1. Field of the Invention
Embodiments of the invention relate to semiconductor memory devices. More particularly, embodiments of the invention relate to a flash memory device for an over-sampling read operation on a memory cell and an associated interfacing method.
2. Discussion of Related Art
Semiconductor memory devices are largely classified into volatile and non-volatile devices. Volatile semiconductor memory devices are characterized by fast reading and writing speeds, but the stored contents disappear when no external power is applied. In contrast, non-volatile semiconductor memory devices retain their stored contents even when no power is applied. Therefore, non-volatile semiconductor memory devices are used to store vital contents which must remain regardless of whether or not power is supplied to the device. Examples of non-volatile semiconductor memory devices include, for example, mask read-only memory (MROM), programmable read-only memory (PROM), erasable programmable read-only memory (EPROM), and electrically erasable programmable read-only memory (EEPROM).

### STORED DATA
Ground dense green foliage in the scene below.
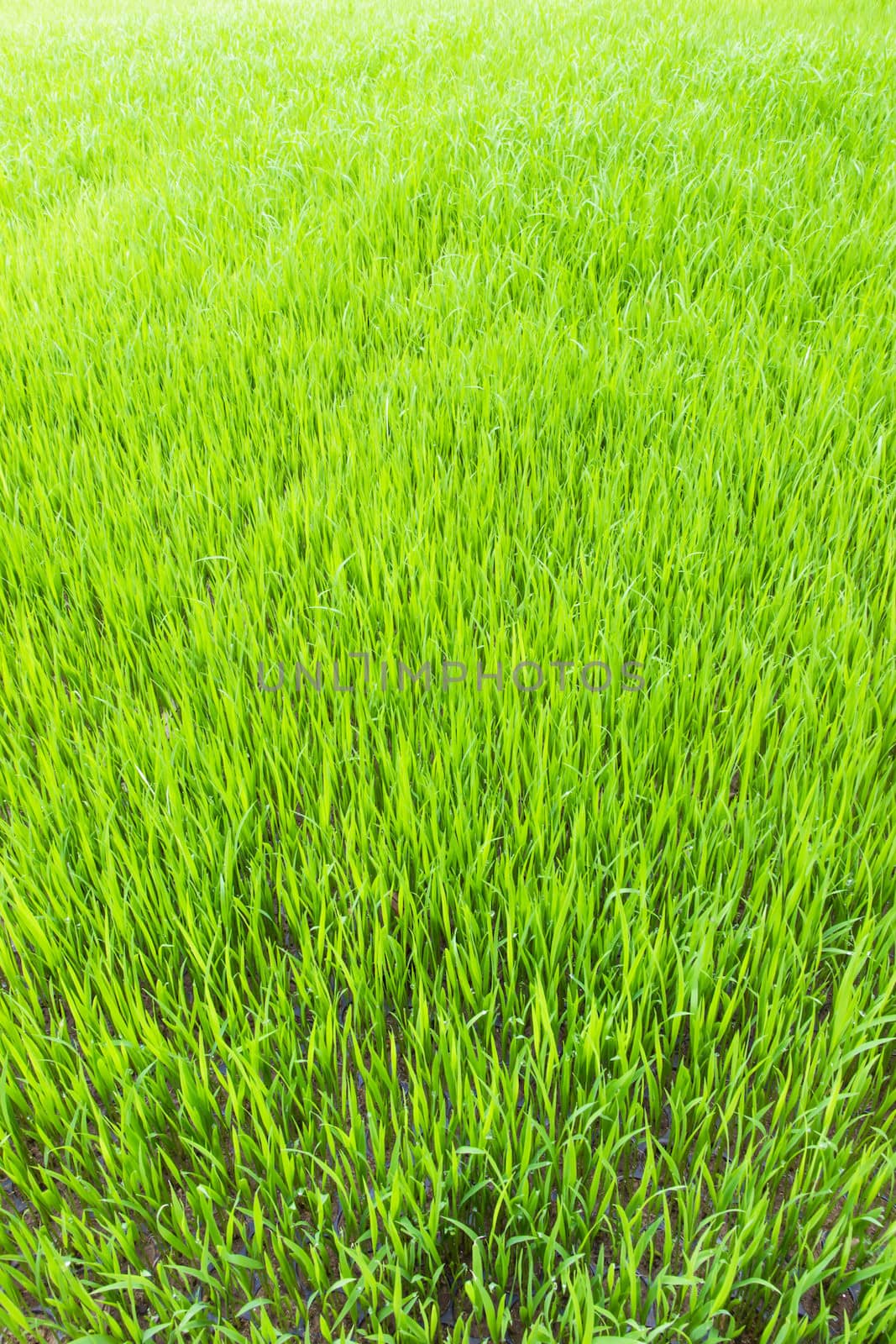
[0,0,896,1344]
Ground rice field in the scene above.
[0,0,896,1344]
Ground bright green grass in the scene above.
[0,0,896,1344]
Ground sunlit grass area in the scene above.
[0,0,896,1344]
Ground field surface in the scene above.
[0,0,896,1344]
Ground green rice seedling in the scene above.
[0,0,896,1344]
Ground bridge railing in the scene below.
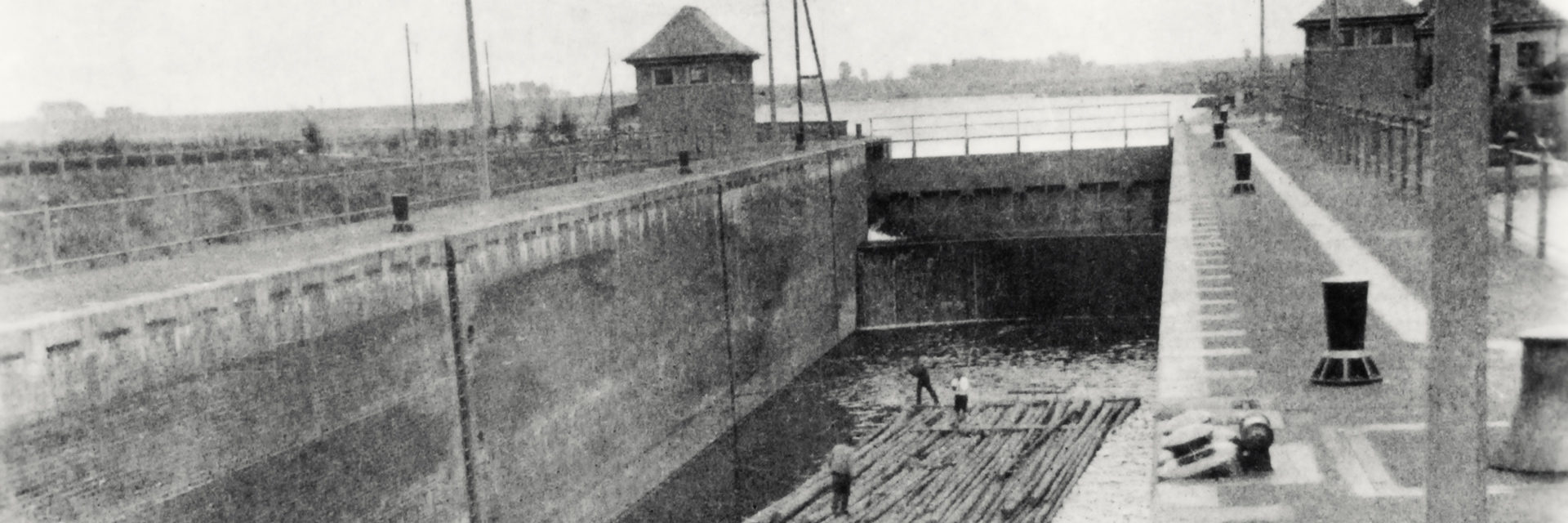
[1283,94,1568,257]
[869,102,1171,159]
[0,129,792,275]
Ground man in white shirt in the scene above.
[947,371,969,421]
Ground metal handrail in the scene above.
[888,126,1169,143]
[0,129,771,275]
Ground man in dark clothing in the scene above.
[828,438,854,515]
[910,356,942,405]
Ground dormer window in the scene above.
[1367,27,1394,46]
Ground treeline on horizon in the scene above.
[0,53,1298,155]
[790,53,1300,102]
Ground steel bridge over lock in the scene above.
[858,102,1173,330]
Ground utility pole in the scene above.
[462,0,491,199]
[1258,0,1268,72]
[403,24,419,134]
[484,41,496,136]
[791,0,806,151]
[800,0,837,138]
[1427,0,1491,523]
[604,47,619,154]
[762,0,779,140]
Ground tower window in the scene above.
[1339,27,1356,47]
[1367,27,1394,46]
[1515,42,1541,69]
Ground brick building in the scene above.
[626,7,762,143]
[1297,0,1565,113]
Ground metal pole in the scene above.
[762,0,779,140]
[1427,0,1491,523]
[462,0,491,199]
[1502,140,1517,242]
[791,0,806,151]
[484,41,496,136]
[800,0,839,138]
[1535,150,1552,257]
[403,24,419,137]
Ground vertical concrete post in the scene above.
[1535,154,1552,257]
[1427,0,1491,523]
[1486,131,1518,242]
[1416,127,1427,196]
[1493,325,1568,472]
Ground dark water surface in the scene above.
[617,325,1156,523]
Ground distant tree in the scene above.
[528,111,555,146]
[300,119,324,154]
[501,114,522,143]
[555,109,578,143]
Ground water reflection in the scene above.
[619,325,1156,523]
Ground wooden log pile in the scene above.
[746,397,1138,523]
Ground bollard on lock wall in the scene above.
[1231,152,1258,194]
[1493,325,1568,474]
[392,194,414,232]
[1312,276,1383,387]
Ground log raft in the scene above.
[745,397,1138,523]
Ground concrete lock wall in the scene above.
[871,146,1171,239]
[0,242,464,521]
[859,234,1165,333]
[0,143,866,521]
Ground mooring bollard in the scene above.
[392,194,414,232]
[1236,413,1273,472]
[1312,276,1383,385]
[1231,152,1258,194]
[1493,325,1568,472]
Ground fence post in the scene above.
[119,199,130,264]
[1488,136,1515,242]
[1121,105,1132,150]
[1416,127,1427,196]
[44,203,60,270]
[964,113,969,155]
[1535,148,1552,259]
[1399,119,1410,191]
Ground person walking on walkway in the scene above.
[947,371,969,422]
[828,438,854,515]
[910,356,942,405]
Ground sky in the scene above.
[0,0,1565,121]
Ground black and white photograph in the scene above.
[0,0,1568,523]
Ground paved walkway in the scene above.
[1154,116,1568,523]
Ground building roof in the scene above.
[1416,0,1563,31]
[626,7,762,65]
[1295,0,1422,25]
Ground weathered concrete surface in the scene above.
[871,146,1171,198]
[871,146,1171,239]
[0,143,864,521]
[859,234,1164,328]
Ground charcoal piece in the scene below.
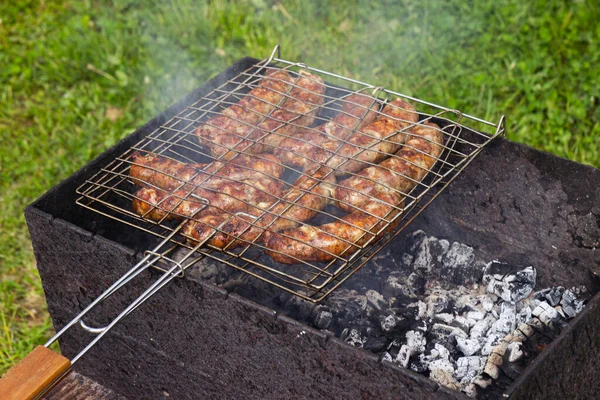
[546,286,565,307]
[531,301,560,328]
[426,294,450,318]
[312,306,333,329]
[431,324,468,338]
[560,290,583,318]
[429,359,460,390]
[454,356,487,381]
[379,314,401,332]
[342,329,367,349]
[483,261,537,302]
[440,242,482,285]
[406,330,427,353]
[488,303,517,336]
[404,272,427,298]
[480,333,503,356]
[504,342,525,363]
[396,345,413,368]
[427,330,457,354]
[381,271,405,297]
[411,231,450,274]
[433,313,454,325]
[363,336,390,353]
[517,307,531,323]
[381,352,394,362]
[469,315,495,339]
[365,290,386,311]
[478,294,497,312]
[456,336,482,356]
[448,315,470,333]
[410,354,429,374]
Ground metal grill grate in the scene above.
[77,48,505,302]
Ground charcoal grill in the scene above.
[77,47,505,302]
[4,45,600,397]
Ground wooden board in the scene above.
[0,346,71,400]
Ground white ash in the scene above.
[342,329,366,349]
[406,331,427,354]
[396,344,413,368]
[456,337,482,356]
[382,250,583,396]
[280,231,585,396]
[483,261,536,302]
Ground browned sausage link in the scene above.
[274,93,379,167]
[224,71,325,159]
[129,152,283,191]
[265,123,443,264]
[133,178,283,221]
[195,69,296,158]
[250,71,325,153]
[333,123,442,212]
[184,167,335,249]
[327,99,419,176]
[129,152,206,190]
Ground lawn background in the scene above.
[0,0,600,373]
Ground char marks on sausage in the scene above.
[265,122,443,264]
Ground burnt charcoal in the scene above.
[560,290,583,318]
[409,358,429,374]
[483,261,537,302]
[531,301,560,328]
[546,286,565,307]
[395,345,412,368]
[456,336,482,357]
[381,271,405,297]
[431,324,468,338]
[433,313,454,325]
[454,356,487,381]
[365,290,386,311]
[381,352,394,362]
[363,336,390,353]
[428,359,460,390]
[448,315,470,333]
[379,313,409,333]
[478,294,498,312]
[440,242,483,285]
[340,329,367,348]
[313,306,333,329]
[406,273,427,298]
[426,294,451,318]
[427,331,458,357]
[410,231,450,274]
[406,330,427,353]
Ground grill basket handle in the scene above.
[0,346,71,400]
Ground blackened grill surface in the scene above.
[26,59,600,399]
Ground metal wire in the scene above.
[77,47,505,304]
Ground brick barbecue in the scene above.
[26,58,600,399]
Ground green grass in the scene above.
[0,0,600,373]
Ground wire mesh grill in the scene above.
[77,47,504,302]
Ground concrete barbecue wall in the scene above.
[26,59,600,399]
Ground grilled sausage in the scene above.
[133,178,284,221]
[195,71,325,159]
[327,99,419,176]
[195,69,295,158]
[129,152,283,191]
[274,93,379,168]
[252,71,325,153]
[184,99,417,249]
[183,167,335,249]
[265,123,443,264]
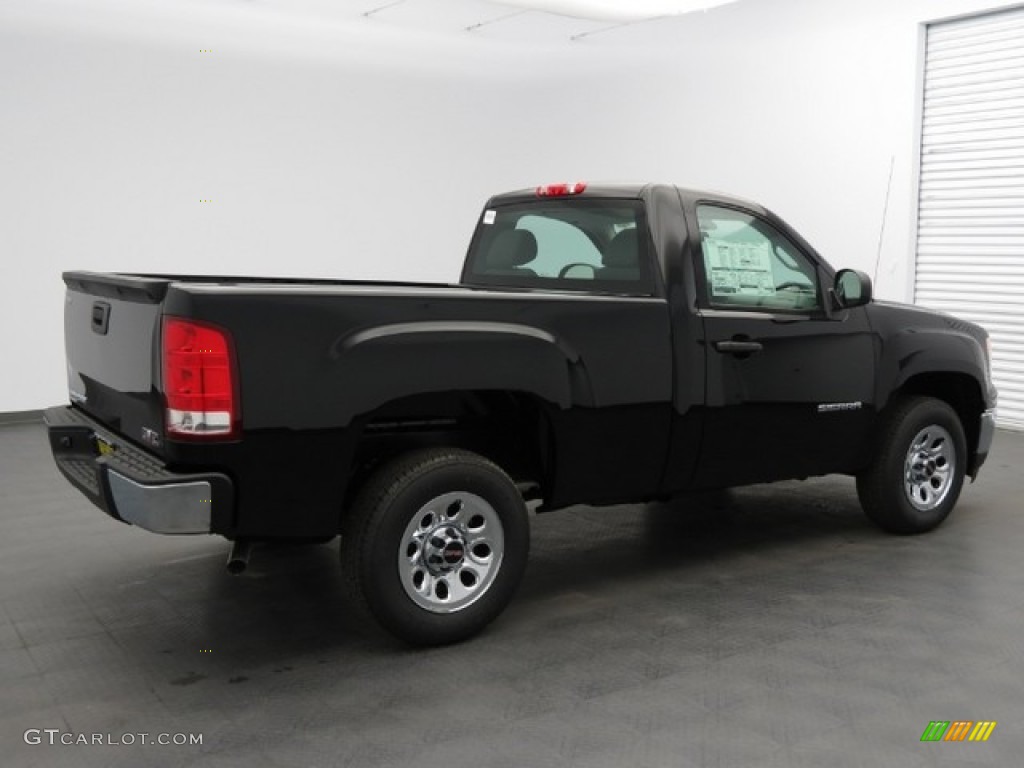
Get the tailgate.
[63,272,170,453]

### CHECK YOUR UNDERSTANDING
a. State whether each statement agrees with the passage on semiconductor memory devices, answering yes or no and quoting the deciding words: (i) Volatile semiconductor memory devices keep their stored contents when power is removed. (ii) Erasable programmable read-only memory is listed as a non-volatile semiconductor memory device. (iii) The embodiments concern a flash memory device for an over-sampling read operation on a memory cell.
b. Return, word for word, the portion of the passage on semiconductor memory devices from "1. Field of" to "associated interfacing method.".
Rely solely on the passage on semiconductor memory devices, not on the data.

### ANSWERS BY TASK
a.
(i) No: "the stored contents disappear when no external power is applied"
(ii) Yes: "Examples of non-volatile semiconductor memory devices include, for example, mask read-only memory (MROM), programmable read-only memory (PROM), erasable programmable read-only memory (EPROM)"
(iii) Yes: "a flash memory device for an over-sampling read operation on a memory cell"

b.
1. Field of the Invention
Embodiments of the invention relate to semiconductor memory devices. More particularly, embodiments of the invention relate to a flash memory device for an over-sampling read operation on a memory cell and an associated interfacing method.